▶ Stated goal
Reproduce each of the following items line for line, without changing anything.

(Data records)
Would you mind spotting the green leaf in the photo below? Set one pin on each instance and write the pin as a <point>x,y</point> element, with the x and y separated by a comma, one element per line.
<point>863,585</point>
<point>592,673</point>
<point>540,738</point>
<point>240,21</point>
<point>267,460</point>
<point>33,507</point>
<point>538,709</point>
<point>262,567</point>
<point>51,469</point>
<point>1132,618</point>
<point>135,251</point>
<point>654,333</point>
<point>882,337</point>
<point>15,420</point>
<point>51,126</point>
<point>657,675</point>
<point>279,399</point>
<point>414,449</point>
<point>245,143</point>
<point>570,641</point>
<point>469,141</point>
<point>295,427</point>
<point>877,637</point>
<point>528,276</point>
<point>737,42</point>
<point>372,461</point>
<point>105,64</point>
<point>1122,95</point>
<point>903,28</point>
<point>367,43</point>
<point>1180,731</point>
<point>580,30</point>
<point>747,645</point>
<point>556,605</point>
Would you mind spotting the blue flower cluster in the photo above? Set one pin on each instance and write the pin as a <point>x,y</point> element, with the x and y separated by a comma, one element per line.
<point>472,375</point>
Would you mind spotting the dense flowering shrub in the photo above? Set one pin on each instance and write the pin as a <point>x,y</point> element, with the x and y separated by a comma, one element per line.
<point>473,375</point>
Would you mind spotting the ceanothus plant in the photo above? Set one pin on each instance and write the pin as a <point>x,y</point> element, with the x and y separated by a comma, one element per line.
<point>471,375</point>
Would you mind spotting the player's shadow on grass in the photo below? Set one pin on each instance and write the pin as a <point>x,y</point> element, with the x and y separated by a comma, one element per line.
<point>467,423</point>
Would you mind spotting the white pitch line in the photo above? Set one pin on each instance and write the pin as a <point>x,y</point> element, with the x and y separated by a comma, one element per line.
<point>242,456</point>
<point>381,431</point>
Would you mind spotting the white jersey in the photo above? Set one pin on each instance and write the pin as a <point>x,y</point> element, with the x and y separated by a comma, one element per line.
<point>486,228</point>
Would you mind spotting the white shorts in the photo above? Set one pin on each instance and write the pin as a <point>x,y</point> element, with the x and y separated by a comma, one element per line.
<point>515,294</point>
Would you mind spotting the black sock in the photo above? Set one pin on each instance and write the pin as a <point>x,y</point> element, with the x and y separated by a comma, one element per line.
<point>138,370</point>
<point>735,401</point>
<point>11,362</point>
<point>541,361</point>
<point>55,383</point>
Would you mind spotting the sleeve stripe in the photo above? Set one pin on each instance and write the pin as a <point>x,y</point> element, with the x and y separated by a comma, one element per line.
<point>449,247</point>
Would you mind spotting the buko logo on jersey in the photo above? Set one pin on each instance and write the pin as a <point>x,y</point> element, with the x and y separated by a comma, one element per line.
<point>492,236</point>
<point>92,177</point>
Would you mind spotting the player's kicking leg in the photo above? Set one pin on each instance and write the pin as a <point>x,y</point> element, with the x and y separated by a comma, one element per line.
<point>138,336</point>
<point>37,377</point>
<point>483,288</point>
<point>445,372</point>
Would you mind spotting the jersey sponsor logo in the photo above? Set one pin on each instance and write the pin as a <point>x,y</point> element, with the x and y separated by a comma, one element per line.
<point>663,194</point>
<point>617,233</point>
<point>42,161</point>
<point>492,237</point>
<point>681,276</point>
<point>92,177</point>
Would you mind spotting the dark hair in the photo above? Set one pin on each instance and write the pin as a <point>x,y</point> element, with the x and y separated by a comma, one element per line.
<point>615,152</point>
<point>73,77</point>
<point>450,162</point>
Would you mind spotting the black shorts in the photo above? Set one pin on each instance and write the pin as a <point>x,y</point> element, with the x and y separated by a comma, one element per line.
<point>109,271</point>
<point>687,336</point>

▶ Answer to this exercise
Would you mind spotting the green leaf in the photo below? Set one pin on each instance and write the pin as a <point>x,y</point> element, with the x and y separated by a comma, one element per line.
<point>863,585</point>
<point>592,673</point>
<point>540,738</point>
<point>240,21</point>
<point>267,460</point>
<point>33,507</point>
<point>538,709</point>
<point>262,567</point>
<point>51,469</point>
<point>1132,618</point>
<point>135,251</point>
<point>654,333</point>
<point>882,337</point>
<point>15,420</point>
<point>51,126</point>
<point>657,675</point>
<point>279,399</point>
<point>414,449</point>
<point>245,143</point>
<point>570,641</point>
<point>469,141</point>
<point>295,427</point>
<point>877,637</point>
<point>528,276</point>
<point>737,42</point>
<point>372,461</point>
<point>105,64</point>
<point>1122,95</point>
<point>903,28</point>
<point>367,43</point>
<point>1180,731</point>
<point>580,30</point>
<point>747,645</point>
<point>556,605</point>
Would you mind spotting the blue flower cluster in the photo above? Set one pin on each instance and write the pin as a <point>x,y</point> element, with the x and y separated by a comma, one element per line.
<point>472,375</point>
Would you mind spotting the dense flowering shrub in the photo above? Set one pin on each instance and write the pin as a <point>x,y</point> element, with the x and y separated by a comma, one element per line.
<point>473,375</point>
Would you mind spotting the ceanothus plant in the photo above? Set one pin on each instance and write the pin as a <point>x,y</point> element, with the x and y separated by a comma, one element per line.
<point>471,375</point>
Would you mind spotting the player's shadow on grass in the photo below? Set one pin on each instance and write the pin as a <point>x,y</point> element, with the x and y separated by a comma, one element per line.
<point>467,423</point>
Would you mind spotting the white pitch line in the photo above? Set one pin on each instance and write the pin as a <point>x,y</point> element, with the x and y separated by a comma, one element per line.
<point>242,456</point>
<point>381,431</point>
Would you mind spotting the white jersey in the photo above? Set one pin on each instance and write the pin as a <point>x,y</point> element, with the x and y separated by a comma, one element per line.
<point>486,228</point>
Would you mind spotting the white shorts in the photo above? Set one pin on each instance and write the pin as a <point>x,y</point> element, with the x and y separated by a comma, one element per line.
<point>515,294</point>
Would you mind spotting the black sock in the photo above? Set one pin on each instance and write the pin as a <point>x,y</point> element, with the x and y separated by a comma, one element per line.
<point>138,370</point>
<point>735,401</point>
<point>11,362</point>
<point>541,361</point>
<point>55,383</point>
Would you mind spotting the sleeve stripe in the photo above? Set one pin on each instance and write the pin as a <point>x,y</point> element, with the x and y separated by a comma, one element per line.
<point>449,247</point>
Would you mind spotting the buko logo on jersey in the photo above? Set one pin on each instance and write the pin as a <point>x,y</point> element, with the x and y separated by a comma, one element per line.
<point>492,236</point>
<point>92,177</point>
Would you mind spotting the player's kicking leg in the photo above? Set one pin on each instance and write the pin as a <point>x,y</point> element, with the x and y separated by a comma, one element per line.
<point>138,336</point>
<point>37,377</point>
<point>483,288</point>
<point>445,372</point>
Would you mind spotting the jersey sponsor logo in the photo above? Set one pin on each instance and write the pin as a <point>x,y</point> element, with the x and y separated by a comma, one element per line.
<point>663,194</point>
<point>617,233</point>
<point>42,161</point>
<point>492,237</point>
<point>681,276</point>
<point>92,177</point>
Would you mind spotting the dark hair in the photo above? Set one pin on each instance and write the pin as a <point>x,y</point> element, with the x and y separated by a comma, one element per line.
<point>615,152</point>
<point>73,77</point>
<point>450,162</point>
Would you mind spotting the black shorts in the photo above? Set one pin on each instance and write the pin as a <point>x,y</point> element, with the x and y separated by a comma, one element per line.
<point>109,271</point>
<point>687,336</point>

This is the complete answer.